WHAT THIS TASK INVOLVES
Tally the lines of the data below that contain the string "state". Give the tally and nothing else.

DATA PROVIDED
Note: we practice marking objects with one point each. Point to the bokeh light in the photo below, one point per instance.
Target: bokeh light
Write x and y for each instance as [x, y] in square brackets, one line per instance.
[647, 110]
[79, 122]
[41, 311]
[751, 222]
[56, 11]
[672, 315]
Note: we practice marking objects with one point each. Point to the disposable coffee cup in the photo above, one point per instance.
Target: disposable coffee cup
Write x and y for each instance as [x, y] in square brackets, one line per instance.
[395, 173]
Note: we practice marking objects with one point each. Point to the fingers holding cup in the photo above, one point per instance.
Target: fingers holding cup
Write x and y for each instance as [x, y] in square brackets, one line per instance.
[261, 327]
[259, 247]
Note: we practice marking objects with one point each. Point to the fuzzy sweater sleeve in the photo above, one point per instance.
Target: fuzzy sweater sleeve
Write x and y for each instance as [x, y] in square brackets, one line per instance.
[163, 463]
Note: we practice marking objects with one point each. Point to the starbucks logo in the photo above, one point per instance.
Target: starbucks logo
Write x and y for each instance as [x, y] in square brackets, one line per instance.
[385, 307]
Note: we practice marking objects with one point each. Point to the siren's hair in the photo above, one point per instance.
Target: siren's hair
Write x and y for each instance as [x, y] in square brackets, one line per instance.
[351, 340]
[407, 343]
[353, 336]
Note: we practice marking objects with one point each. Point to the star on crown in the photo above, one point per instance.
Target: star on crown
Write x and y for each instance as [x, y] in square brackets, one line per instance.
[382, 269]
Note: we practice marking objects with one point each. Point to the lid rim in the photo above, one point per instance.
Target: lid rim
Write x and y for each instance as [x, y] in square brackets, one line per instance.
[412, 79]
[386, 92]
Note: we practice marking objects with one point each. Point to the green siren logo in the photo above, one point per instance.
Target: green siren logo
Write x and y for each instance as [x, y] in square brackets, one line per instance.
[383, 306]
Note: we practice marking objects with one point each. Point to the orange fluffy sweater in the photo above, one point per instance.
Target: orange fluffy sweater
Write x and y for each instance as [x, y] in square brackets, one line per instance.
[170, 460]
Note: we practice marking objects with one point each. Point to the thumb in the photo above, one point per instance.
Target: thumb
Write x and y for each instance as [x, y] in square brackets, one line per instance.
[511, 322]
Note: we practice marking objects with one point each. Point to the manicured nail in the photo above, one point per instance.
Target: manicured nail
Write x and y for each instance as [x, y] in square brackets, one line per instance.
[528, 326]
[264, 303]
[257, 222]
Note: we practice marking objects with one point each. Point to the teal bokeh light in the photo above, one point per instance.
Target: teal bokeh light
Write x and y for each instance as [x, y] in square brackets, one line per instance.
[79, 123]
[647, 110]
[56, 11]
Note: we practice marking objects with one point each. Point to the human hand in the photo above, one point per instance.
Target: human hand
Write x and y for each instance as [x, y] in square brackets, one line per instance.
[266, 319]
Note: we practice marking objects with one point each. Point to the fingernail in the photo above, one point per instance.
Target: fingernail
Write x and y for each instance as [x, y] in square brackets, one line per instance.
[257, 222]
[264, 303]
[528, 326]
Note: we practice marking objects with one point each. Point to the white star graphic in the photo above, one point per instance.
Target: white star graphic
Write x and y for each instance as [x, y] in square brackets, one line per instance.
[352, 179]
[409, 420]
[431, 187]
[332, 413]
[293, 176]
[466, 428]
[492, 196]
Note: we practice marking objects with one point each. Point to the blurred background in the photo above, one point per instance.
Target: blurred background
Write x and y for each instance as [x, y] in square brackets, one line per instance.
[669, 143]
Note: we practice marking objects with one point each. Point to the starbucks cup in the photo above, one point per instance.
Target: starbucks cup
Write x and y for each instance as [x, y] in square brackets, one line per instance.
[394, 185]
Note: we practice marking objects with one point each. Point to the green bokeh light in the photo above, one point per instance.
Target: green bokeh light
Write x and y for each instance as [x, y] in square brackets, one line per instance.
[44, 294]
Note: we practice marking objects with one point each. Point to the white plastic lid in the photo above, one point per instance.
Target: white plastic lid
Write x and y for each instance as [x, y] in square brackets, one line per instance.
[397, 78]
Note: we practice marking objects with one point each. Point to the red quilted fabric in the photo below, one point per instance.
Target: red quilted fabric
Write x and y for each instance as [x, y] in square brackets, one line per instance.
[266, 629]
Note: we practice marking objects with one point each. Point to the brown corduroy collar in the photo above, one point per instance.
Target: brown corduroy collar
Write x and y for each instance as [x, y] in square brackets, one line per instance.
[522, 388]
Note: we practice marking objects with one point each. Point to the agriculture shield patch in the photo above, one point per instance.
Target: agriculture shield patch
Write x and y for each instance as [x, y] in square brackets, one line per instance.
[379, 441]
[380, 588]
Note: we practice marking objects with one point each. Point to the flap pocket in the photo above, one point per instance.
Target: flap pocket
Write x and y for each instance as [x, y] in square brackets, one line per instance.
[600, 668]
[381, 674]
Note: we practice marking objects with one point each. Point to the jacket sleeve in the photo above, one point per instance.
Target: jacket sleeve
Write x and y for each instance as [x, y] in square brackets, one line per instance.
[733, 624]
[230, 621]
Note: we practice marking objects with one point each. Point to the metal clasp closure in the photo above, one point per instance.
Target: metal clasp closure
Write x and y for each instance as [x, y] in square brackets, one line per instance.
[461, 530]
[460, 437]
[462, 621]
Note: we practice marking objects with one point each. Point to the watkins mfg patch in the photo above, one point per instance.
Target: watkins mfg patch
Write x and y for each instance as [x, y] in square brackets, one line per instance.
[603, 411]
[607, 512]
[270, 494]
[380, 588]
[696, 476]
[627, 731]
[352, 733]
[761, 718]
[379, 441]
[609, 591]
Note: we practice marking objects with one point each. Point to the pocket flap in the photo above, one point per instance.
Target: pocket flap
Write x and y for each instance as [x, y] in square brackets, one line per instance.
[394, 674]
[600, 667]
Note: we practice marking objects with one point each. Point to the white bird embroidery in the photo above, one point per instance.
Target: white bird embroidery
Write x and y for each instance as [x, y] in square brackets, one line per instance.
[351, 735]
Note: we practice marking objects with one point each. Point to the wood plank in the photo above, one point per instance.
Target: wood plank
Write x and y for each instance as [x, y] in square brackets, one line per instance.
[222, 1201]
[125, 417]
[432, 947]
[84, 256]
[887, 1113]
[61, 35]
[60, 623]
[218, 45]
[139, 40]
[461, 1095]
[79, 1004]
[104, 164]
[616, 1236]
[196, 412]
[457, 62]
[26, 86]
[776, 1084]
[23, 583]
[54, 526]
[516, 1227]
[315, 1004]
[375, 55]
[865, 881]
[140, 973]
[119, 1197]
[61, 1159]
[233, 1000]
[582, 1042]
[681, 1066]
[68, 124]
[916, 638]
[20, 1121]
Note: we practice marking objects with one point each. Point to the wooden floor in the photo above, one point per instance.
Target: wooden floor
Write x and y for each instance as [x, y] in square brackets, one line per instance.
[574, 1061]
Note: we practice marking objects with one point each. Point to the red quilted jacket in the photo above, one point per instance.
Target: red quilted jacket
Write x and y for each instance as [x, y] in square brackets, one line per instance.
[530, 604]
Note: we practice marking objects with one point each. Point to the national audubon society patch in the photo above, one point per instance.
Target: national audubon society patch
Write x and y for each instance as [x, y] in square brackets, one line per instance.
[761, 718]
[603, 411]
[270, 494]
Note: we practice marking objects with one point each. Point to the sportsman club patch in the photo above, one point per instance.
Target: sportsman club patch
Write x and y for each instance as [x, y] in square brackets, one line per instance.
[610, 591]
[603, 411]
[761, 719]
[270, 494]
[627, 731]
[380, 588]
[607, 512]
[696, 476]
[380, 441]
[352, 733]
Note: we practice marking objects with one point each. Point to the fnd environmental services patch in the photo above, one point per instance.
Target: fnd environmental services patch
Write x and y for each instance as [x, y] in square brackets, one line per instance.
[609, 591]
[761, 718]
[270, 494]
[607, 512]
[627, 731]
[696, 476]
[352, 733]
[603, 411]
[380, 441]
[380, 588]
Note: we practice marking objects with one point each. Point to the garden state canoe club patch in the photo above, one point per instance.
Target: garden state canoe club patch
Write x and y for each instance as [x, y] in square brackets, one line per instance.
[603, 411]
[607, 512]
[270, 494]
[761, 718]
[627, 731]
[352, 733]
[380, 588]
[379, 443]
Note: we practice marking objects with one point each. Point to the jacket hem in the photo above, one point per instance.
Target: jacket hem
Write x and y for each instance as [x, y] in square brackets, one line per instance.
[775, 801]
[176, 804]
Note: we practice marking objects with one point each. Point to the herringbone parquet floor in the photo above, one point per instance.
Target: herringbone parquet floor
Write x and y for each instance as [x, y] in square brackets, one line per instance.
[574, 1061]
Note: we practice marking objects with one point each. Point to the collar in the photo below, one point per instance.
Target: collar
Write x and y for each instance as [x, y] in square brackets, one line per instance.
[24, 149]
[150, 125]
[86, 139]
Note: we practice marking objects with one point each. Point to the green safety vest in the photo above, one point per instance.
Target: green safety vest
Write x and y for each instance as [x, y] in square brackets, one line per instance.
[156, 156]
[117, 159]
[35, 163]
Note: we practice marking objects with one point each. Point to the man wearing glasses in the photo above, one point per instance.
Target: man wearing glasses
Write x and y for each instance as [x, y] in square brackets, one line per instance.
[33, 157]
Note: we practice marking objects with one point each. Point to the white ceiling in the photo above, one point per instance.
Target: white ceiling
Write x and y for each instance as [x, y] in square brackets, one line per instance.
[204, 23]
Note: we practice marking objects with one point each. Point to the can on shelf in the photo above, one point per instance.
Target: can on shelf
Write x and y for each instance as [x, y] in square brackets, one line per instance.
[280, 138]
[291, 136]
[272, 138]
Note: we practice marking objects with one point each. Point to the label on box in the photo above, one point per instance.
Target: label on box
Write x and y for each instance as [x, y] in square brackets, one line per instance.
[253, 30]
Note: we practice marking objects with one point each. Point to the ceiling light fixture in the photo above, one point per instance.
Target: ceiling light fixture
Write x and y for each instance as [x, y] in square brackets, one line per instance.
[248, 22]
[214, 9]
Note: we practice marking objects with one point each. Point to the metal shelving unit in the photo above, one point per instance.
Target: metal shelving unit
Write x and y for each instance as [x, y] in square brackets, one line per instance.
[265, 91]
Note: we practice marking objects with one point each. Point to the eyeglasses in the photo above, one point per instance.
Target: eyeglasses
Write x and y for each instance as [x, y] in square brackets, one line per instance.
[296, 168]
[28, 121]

EXERCISE RESPONSE
2